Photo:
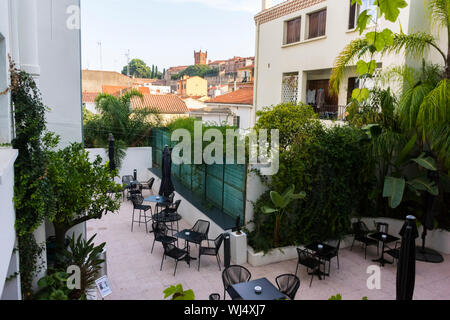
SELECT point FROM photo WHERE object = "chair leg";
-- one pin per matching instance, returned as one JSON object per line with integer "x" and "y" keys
{"x": 160, "y": 269}
{"x": 176, "y": 265}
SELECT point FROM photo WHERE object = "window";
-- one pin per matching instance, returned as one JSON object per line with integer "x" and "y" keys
{"x": 293, "y": 28}
{"x": 355, "y": 11}
{"x": 237, "y": 122}
{"x": 317, "y": 24}
{"x": 289, "y": 89}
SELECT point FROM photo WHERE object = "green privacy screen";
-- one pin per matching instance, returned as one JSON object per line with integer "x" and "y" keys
{"x": 220, "y": 189}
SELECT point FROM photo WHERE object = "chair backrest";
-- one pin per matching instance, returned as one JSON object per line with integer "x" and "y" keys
{"x": 202, "y": 226}
{"x": 235, "y": 274}
{"x": 214, "y": 296}
{"x": 304, "y": 256}
{"x": 218, "y": 242}
{"x": 382, "y": 227}
{"x": 288, "y": 284}
{"x": 176, "y": 205}
{"x": 137, "y": 199}
{"x": 160, "y": 229}
{"x": 127, "y": 179}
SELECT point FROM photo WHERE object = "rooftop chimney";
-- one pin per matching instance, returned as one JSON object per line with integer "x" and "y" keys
{"x": 266, "y": 4}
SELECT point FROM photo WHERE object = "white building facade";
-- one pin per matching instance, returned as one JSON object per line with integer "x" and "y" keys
{"x": 298, "y": 41}
{"x": 43, "y": 39}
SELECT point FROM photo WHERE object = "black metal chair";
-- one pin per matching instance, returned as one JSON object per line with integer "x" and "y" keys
{"x": 288, "y": 284}
{"x": 394, "y": 252}
{"x": 175, "y": 253}
{"x": 211, "y": 251}
{"x": 126, "y": 182}
{"x": 137, "y": 205}
{"x": 202, "y": 227}
{"x": 360, "y": 232}
{"x": 214, "y": 296}
{"x": 310, "y": 261}
{"x": 160, "y": 231}
{"x": 336, "y": 244}
{"x": 162, "y": 206}
{"x": 233, "y": 275}
{"x": 148, "y": 185}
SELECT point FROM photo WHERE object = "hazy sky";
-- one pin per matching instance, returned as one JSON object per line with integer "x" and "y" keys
{"x": 166, "y": 32}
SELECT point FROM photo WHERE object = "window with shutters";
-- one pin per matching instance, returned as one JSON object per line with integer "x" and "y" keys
{"x": 289, "y": 89}
{"x": 317, "y": 24}
{"x": 292, "y": 33}
{"x": 356, "y": 9}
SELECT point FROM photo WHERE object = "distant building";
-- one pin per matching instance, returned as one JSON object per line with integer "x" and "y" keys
{"x": 238, "y": 104}
{"x": 169, "y": 106}
{"x": 201, "y": 57}
{"x": 192, "y": 86}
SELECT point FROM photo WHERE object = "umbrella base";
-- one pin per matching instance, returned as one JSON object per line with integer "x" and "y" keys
{"x": 428, "y": 255}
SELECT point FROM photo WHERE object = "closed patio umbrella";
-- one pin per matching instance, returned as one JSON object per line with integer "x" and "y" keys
{"x": 166, "y": 188}
{"x": 406, "y": 268}
{"x": 111, "y": 153}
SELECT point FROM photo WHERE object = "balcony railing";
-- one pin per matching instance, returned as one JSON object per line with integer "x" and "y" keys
{"x": 330, "y": 112}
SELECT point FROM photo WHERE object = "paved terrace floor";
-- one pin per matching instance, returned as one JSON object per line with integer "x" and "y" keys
{"x": 134, "y": 273}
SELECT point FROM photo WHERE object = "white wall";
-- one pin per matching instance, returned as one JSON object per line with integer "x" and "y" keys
{"x": 7, "y": 214}
{"x": 274, "y": 58}
{"x": 136, "y": 158}
{"x": 60, "y": 63}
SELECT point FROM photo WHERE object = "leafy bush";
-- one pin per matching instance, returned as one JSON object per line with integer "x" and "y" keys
{"x": 330, "y": 165}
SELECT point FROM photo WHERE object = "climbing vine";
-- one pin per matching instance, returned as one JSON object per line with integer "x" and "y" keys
{"x": 32, "y": 193}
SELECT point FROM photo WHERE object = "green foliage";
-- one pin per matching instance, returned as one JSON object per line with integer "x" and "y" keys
{"x": 290, "y": 119}
{"x": 139, "y": 69}
{"x": 130, "y": 127}
{"x": 82, "y": 189}
{"x": 53, "y": 286}
{"x": 177, "y": 293}
{"x": 280, "y": 203}
{"x": 330, "y": 165}
{"x": 85, "y": 255}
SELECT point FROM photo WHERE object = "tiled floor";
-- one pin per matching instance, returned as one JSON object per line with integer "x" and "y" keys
{"x": 134, "y": 273}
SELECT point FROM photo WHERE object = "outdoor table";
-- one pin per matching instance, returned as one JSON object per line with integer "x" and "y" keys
{"x": 321, "y": 254}
{"x": 246, "y": 290}
{"x": 379, "y": 237}
{"x": 192, "y": 236}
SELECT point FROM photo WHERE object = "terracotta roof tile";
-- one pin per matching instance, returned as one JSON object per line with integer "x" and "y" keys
{"x": 241, "y": 96}
{"x": 165, "y": 104}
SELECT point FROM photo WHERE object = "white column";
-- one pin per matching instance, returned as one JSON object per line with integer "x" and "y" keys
{"x": 28, "y": 36}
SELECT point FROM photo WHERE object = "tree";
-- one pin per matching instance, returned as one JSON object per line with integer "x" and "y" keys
{"x": 130, "y": 127}
{"x": 82, "y": 190}
{"x": 138, "y": 69}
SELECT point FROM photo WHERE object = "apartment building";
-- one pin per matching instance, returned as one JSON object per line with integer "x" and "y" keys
{"x": 43, "y": 39}
{"x": 297, "y": 42}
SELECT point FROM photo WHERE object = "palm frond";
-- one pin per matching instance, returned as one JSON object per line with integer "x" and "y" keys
{"x": 439, "y": 11}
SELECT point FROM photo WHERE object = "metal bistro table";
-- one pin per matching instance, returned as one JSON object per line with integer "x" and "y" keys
{"x": 321, "y": 254}
{"x": 189, "y": 236}
{"x": 246, "y": 290}
{"x": 384, "y": 238}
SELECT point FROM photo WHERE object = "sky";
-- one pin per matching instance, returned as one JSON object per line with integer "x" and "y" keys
{"x": 165, "y": 32}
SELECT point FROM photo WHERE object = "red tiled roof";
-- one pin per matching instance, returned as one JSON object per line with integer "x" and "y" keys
{"x": 89, "y": 97}
{"x": 113, "y": 89}
{"x": 241, "y": 96}
{"x": 164, "y": 104}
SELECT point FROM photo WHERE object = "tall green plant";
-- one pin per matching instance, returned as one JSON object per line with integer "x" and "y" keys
{"x": 280, "y": 204}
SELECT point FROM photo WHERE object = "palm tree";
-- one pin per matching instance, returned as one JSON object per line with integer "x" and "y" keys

GIVEN PROBLEM
Leave out the pictures and copy everything else in the records word for word.

ANSWER
Photo:
SELECT point FROM photo WHERE object = "chair leg";
-- one pin per matching instance, returned as one JSON object per line with integer "x" and "y" keys
{"x": 160, "y": 269}
{"x": 176, "y": 265}
SELECT point FROM photo WHERE object = "window";
-- one pin per matching instance, returned as one JSON object per line with integer "x" and "y" keys
{"x": 293, "y": 28}
{"x": 355, "y": 11}
{"x": 237, "y": 122}
{"x": 317, "y": 24}
{"x": 289, "y": 89}
SELECT point FROM photo WHERE object = "green privacy screen";
-- one pin per matching instance, returned as one JSON object per line with integer "x" and "y" keys
{"x": 220, "y": 189}
SELECT point FROM photo WHERE object = "chair backrest";
-- one pin per matching instance, returned as one JSON object per line with integer "x" and "y" keys
{"x": 202, "y": 226}
{"x": 235, "y": 274}
{"x": 214, "y": 296}
{"x": 304, "y": 256}
{"x": 218, "y": 242}
{"x": 382, "y": 227}
{"x": 288, "y": 284}
{"x": 176, "y": 205}
{"x": 137, "y": 199}
{"x": 160, "y": 229}
{"x": 127, "y": 179}
SELECT point FROM photo WHERE object = "rooftop chimney";
-- one pin per matching instance, returned as one JSON object per line with integer "x" and "y" keys
{"x": 266, "y": 4}
SELECT point FROM photo WHERE object = "white building facade";
-- one pin per matching instance, returned as one JSON object per line with integer "x" and "y" keys
{"x": 298, "y": 41}
{"x": 43, "y": 39}
SELECT point FROM photo WHERE object = "black metal chair";
-- one pin per matching instance, returned as one JSON object per line with integer "x" and "y" keys
{"x": 288, "y": 284}
{"x": 394, "y": 252}
{"x": 175, "y": 253}
{"x": 211, "y": 251}
{"x": 126, "y": 182}
{"x": 137, "y": 205}
{"x": 202, "y": 227}
{"x": 360, "y": 232}
{"x": 214, "y": 296}
{"x": 310, "y": 261}
{"x": 160, "y": 231}
{"x": 336, "y": 244}
{"x": 162, "y": 206}
{"x": 233, "y": 275}
{"x": 148, "y": 185}
SELECT point FROM photo WHERE object = "hazy sky";
-- one pin per matching instance, returned as one JSON object per line with integer "x" and "y" keys
{"x": 166, "y": 32}
SELECT point FROM photo WHERE object = "window with shutters";
-- one pin per matching instance, returned as one JSON object per line with integer "x" and "y" keys
{"x": 289, "y": 89}
{"x": 317, "y": 24}
{"x": 292, "y": 33}
{"x": 356, "y": 9}
SELECT point FROM photo WHERE object = "distant building";
-- one pin per matching instance, returned as one JSON object per line with integer "x" and "y" keys
{"x": 238, "y": 104}
{"x": 169, "y": 106}
{"x": 201, "y": 57}
{"x": 192, "y": 86}
SELECT point FROM photo WHERE object = "umbrella base";
-- one pin per matching instance, returned as one JSON object per line with integer "x" and "y" keys
{"x": 428, "y": 255}
SELECT point FROM photo WHERE object = "closed patio umbrella";
-- one pin per matching instance, returned as one JSON object per line with integer "x" and "y" keys
{"x": 166, "y": 188}
{"x": 406, "y": 268}
{"x": 111, "y": 153}
SELECT point FROM photo WHERE object = "balcony railing";
-- one pin per matching instance, returned as one JSON object per line with integer "x" and "y" keys
{"x": 330, "y": 112}
SELECT point FROM photo WHERE object = "paved terrace floor";
-- one pin per matching instance, returned as one JSON object per line with integer "x" and "y" keys
{"x": 134, "y": 273}
SELECT point FROM photo WHERE object = "white wall";
-- one pin per matching instance, returned as one JSON object per line with integer "x" and "y" keys
{"x": 7, "y": 214}
{"x": 274, "y": 58}
{"x": 136, "y": 158}
{"x": 60, "y": 63}
SELECT point FROM photo WHERE object = "leafy bush";
-- one pin per matching instance, returned as one JSON object per line with integer "x" and "y" keys
{"x": 330, "y": 165}
SELECT point FROM photo WHERE object = "climbing vine";
-- one pin per matching instance, returned as one JSON object per line with integer "x" and "y" keys
{"x": 32, "y": 193}
SELECT point FROM photo WHERE object = "green foliage";
-- one pin per matching instance, returned as one JSON object per line with integer "x" and "y" keys
{"x": 290, "y": 119}
{"x": 139, "y": 69}
{"x": 130, "y": 127}
{"x": 82, "y": 189}
{"x": 53, "y": 286}
{"x": 177, "y": 293}
{"x": 280, "y": 203}
{"x": 330, "y": 165}
{"x": 85, "y": 255}
SELECT point FROM photo WHERE object = "tiled floor";
-- one pin per matching instance, returned as one JSON object per line with integer "x" and "y" keys
{"x": 134, "y": 273}
SELECT point FROM photo WHERE object = "outdoor table";
-- one pin per matching instance, returned as one JSON object per line with integer "x" and "y" keys
{"x": 321, "y": 254}
{"x": 246, "y": 290}
{"x": 379, "y": 237}
{"x": 192, "y": 236}
SELECT point FROM photo WHERE object = "terracotta roof tile";
-- one pin per matching instance, returned as one JSON object per line with integer "x" and "y" keys
{"x": 241, "y": 96}
{"x": 165, "y": 104}
SELECT point FROM photo WHERE object = "white column";
-- one pin per matching instance, returned as one JSON object per line with integer "x" and "y" keys
{"x": 28, "y": 36}
SELECT point FROM photo WHERE object = "tree";
-- one pin per matching instance, returned as one JSON object per line with integer "x" and "y" keys
{"x": 130, "y": 127}
{"x": 82, "y": 190}
{"x": 138, "y": 69}
SELECT point FROM photo WHERE object = "apartment building";
-- one pin per matching instance, returned as one JSON object per line with integer "x" and "y" keys
{"x": 43, "y": 39}
{"x": 297, "y": 42}
SELECT point FROM photo WHERE object = "palm frond";
-- one pin per matching instance, returned as one JSON object per line with integer "x" and "y" keys
{"x": 439, "y": 11}
SELECT point FROM photo WHERE object = "metal bistro table";
-- one pin per matching instance, returned as one JSON object per line with integer "x" and "y" keys
{"x": 321, "y": 254}
{"x": 189, "y": 236}
{"x": 246, "y": 290}
{"x": 384, "y": 238}
SELECT point FROM photo WHERE object = "sky";
-- one pin per matching instance, returned as one JSON object per line with integer "x" and "y" keys
{"x": 165, "y": 32}
SELECT point FROM photo WHERE object = "red tiled roof";
-- one pin per matching instance, returned as one JSON object per line with integer "x" and "y" keys
{"x": 89, "y": 97}
{"x": 113, "y": 89}
{"x": 241, "y": 96}
{"x": 164, "y": 104}
SELECT point FROM photo WHERE object = "tall green plant";
-- one pin per matching instance, returned as one JSON object per line with integer "x" and "y" keys
{"x": 280, "y": 204}
SELECT point FROM photo WHERE object = "palm tree";
-- one pin per matching instance, returned as one JSON object per line with integer "x" and "y" keys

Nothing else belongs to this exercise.